-- TASK REQUIREMENTS --
**1)** According to the post about upcoming film screenings, at about what time are the free tickets for the Batman screening given out?
**2)** In the saved data entries, copy the lines verbatim, beginning at the line that contains "the car roof." and stopping after the line that contains "pixel 88 505".

-- TEXT SEGMENT --
= = = = =
In the meantime, I caught The Red Shoes and I should apologize for just dismissing this as a chick flick or for dancers only. This is also for those who love film. Fantastic looking print, but the story is more about people, willing to sacrifice pieces of humanity and possibly their life to feed an addiction to make art. Well, not just art, but art at the highest quality. This just happens to take place in the ballet world. Interesting to see the most interesting character was the impresario who happens to be a rich cold fish. Also interesting to see the male dancers here smaller than what I'm used to seeing at ABT. Also, I wouldn't call the ballerinas in ABT anorexic, but let's just say the ballerinas in The Red Shoes look like they at least eaten a meal. Ah, different times. Anyway, you still have two days and nights to catch this print at the Forum, and if you haven't by now, I hope you catch it now. So let's go with the list:

2001: A SPACE ODYSSEY- Thurs Nov 19 at 7:30- Queens Theater in the Park- The last of AMMI's series of classic films for the fall at Queens Theater in the Park. Take the 7 to the old Shea Stadium stop (I have no idea if there will be a shuttle bus or not) or try to park somewhere near QTITP, the U.S. Open, or the Hall of Science and walk over. And if you do that, you'll see a digital projection of one of my all time favorite films. I've brought this up before, so I won't go into this further.

BATMAN (1989) for free (subject for availability)- Fri Nov 20 at 8- MOMA- Part of a Tim Burton retrospective, and the only one I can catch, and have major desire to catch for that matter. Some I can't get to (Pee Wee's Big Adventure, Big Fish, Corpse Bride), some I've seen enough of on TV and on the original release (Batman Returns, Beetlejuice, Ed Wood), and some I have no desire to pay to catch again (to an extent Sweeney Todd, but I'm really referring to that crappy Planet of the Apes remake). Adding that this screening is for free (tickets given out at about 4PM, first come first served), it would be nice to see this again on the big screen, about 20 years after it became one of the biggest films of its day. It's not Dark Knight or Batman Begins, but it will do.
= = = = =
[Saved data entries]

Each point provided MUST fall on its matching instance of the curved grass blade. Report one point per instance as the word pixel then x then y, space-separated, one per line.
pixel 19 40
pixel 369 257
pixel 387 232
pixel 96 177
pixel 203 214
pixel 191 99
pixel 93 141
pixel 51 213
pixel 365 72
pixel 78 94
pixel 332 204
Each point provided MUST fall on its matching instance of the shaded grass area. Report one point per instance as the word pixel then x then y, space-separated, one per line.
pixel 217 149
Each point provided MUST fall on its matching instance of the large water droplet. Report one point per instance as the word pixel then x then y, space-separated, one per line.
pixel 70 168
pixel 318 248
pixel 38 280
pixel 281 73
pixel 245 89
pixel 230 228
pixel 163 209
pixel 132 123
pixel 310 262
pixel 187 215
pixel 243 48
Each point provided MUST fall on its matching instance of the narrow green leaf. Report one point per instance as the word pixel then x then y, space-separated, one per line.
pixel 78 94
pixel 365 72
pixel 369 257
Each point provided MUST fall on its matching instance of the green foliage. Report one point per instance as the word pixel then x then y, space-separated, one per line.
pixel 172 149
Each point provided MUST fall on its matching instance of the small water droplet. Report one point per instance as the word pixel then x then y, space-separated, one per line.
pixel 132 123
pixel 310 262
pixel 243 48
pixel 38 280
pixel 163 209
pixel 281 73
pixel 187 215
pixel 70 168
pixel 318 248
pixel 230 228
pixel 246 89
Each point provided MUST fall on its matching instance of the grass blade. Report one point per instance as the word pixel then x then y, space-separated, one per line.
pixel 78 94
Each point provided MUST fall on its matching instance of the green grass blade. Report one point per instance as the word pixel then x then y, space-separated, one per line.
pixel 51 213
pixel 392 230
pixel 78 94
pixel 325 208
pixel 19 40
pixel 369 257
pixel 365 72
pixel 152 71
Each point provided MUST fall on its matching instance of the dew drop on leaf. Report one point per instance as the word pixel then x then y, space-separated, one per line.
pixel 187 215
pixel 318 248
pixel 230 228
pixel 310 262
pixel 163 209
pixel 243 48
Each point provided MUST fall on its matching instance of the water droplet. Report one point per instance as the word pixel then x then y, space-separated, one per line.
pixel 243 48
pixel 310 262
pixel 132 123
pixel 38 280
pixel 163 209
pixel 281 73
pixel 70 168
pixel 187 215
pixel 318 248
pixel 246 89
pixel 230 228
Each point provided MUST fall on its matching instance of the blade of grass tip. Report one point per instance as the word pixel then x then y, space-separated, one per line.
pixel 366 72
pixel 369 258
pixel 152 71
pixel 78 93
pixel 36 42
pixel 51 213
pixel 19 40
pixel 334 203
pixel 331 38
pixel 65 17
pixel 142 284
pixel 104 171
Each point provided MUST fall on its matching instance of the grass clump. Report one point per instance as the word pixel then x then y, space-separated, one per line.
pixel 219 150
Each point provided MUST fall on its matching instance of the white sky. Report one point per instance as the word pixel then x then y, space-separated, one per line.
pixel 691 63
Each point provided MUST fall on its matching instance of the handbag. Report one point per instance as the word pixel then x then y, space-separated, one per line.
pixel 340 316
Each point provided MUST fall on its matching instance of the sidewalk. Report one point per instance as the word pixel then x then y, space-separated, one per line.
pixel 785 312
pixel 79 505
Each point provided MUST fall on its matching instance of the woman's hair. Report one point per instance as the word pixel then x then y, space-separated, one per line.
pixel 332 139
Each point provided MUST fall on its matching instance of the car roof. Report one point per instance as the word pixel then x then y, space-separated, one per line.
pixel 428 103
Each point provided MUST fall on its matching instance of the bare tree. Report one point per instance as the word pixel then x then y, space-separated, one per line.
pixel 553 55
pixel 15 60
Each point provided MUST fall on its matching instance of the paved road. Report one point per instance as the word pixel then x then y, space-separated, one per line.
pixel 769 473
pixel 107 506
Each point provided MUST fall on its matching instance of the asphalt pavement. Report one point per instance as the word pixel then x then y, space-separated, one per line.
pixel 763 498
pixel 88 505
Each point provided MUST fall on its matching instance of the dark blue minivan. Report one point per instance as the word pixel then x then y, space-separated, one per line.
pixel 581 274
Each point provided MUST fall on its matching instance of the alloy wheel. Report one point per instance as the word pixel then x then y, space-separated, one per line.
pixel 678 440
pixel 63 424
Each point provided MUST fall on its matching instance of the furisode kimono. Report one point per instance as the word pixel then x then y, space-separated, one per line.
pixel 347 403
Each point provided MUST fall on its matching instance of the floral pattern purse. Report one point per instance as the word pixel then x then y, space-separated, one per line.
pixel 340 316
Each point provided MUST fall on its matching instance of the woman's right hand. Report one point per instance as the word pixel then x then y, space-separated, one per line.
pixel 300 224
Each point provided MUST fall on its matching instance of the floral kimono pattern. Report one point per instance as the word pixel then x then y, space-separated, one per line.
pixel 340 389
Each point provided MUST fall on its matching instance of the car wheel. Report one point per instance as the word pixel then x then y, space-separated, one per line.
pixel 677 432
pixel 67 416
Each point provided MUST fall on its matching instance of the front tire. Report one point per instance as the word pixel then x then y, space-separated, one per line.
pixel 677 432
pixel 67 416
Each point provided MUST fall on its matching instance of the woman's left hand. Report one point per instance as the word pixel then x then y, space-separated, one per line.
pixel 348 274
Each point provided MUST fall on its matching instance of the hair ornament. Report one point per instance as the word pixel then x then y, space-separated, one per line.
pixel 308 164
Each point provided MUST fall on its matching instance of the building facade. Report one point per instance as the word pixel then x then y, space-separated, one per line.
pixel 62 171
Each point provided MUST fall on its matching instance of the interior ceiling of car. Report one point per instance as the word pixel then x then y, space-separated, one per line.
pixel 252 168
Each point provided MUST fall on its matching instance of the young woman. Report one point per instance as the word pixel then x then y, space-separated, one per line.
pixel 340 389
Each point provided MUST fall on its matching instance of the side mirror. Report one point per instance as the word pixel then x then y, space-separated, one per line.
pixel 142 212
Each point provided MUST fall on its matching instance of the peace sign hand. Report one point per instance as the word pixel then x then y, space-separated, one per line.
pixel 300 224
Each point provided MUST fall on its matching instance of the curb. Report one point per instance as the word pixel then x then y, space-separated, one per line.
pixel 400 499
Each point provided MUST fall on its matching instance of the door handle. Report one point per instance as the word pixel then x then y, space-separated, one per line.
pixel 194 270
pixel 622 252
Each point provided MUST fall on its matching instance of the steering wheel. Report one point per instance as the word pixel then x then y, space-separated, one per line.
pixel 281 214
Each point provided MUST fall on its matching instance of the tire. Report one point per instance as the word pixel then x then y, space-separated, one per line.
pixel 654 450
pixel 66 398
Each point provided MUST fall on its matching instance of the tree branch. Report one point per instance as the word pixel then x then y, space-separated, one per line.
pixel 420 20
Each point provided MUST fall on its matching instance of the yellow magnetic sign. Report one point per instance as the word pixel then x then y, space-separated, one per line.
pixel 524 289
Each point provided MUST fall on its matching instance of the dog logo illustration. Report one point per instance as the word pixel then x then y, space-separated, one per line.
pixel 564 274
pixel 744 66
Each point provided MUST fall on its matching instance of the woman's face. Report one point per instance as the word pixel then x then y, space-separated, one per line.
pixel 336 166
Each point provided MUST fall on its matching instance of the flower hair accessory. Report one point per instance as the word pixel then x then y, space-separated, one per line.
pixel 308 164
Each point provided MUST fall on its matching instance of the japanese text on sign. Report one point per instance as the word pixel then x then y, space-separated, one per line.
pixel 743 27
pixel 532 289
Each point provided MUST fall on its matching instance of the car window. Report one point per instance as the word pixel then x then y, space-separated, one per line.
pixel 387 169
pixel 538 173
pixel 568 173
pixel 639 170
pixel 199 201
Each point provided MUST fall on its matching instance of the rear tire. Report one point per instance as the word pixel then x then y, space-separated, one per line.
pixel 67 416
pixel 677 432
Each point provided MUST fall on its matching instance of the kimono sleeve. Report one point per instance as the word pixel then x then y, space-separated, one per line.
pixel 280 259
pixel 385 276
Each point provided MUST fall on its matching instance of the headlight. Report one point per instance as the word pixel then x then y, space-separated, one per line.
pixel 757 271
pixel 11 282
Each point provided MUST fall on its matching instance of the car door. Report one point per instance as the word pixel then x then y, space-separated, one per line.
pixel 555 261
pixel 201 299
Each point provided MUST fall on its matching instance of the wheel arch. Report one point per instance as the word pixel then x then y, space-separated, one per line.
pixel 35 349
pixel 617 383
= = = = =
-- SOLUTIONS PER TASK --
**1)** At about 4 PM.

**2)**
Each point provided MUST fall on its matching instance of the car roof. Report one point per instance as the word pixel then x then y, space-separated, one per line.
pixel 428 103
Each point provided MUST fall on its matching instance of the bare tree. Report one point per instance as the word pixel then x then y, space-separated, one per line.
pixel 553 55
pixel 15 60
Each point provided MUST fall on its matching instance of the paved road. Report one point per instance as the word pixel then x then y, space-separated, one per line.
pixel 769 473
pixel 107 506
Each point provided MUST fall on its matching instance of the asphalt pavement. Report one point per instance as the word pixel then x then y, space-separated, one per line.
pixel 763 498
pixel 88 505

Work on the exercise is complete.